### SOURCE
((
A deux heures du matin, réveil. Nous passons les uns après les autres chez le chef de bloc donner les renseignements sur nous-mêmes et notre profession. Chacun dit ce qu’il veut, puisqu’il n'y a plus de moyen de contrôle. D’ailleurs, tout cela importe peu. Nous ne sommes plus que des numéros.

J'espérais que nous allions pouvoir enfin dormir, mais il nous fallut avant cela écouter les élucubrations d'un soi-disant Français, né Dieu sait où, qui nous mit au courant méchamment, sadiquement, de ce qui nous attendait.
))
### CONSIGNE 1
Citez la source mot pour mot, à partir des mots « A deux heures » et jusqu'aux mots « que des numéros. » inclus.
### CONSIGNE 2
D'après la source, à quelle heure a lieu le réveil ?

### CONTENU DES DONNÉES
((
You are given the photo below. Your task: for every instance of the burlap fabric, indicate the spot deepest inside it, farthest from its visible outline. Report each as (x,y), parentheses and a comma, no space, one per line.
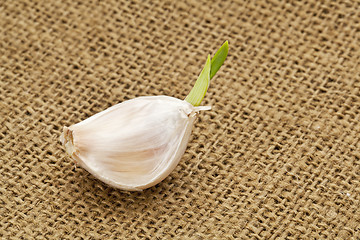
))
### RÉPONSE 1
A deux heures du matin, réveil. Nous passons les uns après les autres chez le chef de bloc donner les renseignements sur nous-mêmes et notre profession. Chacun dit ce qu’il veut, puisqu’il n'y a plus de moyen de contrôle. D’ailleurs, tout cela importe peu. Nous ne sommes plus que des numéros.

### RÉPONSE 2
À deux heures du matin.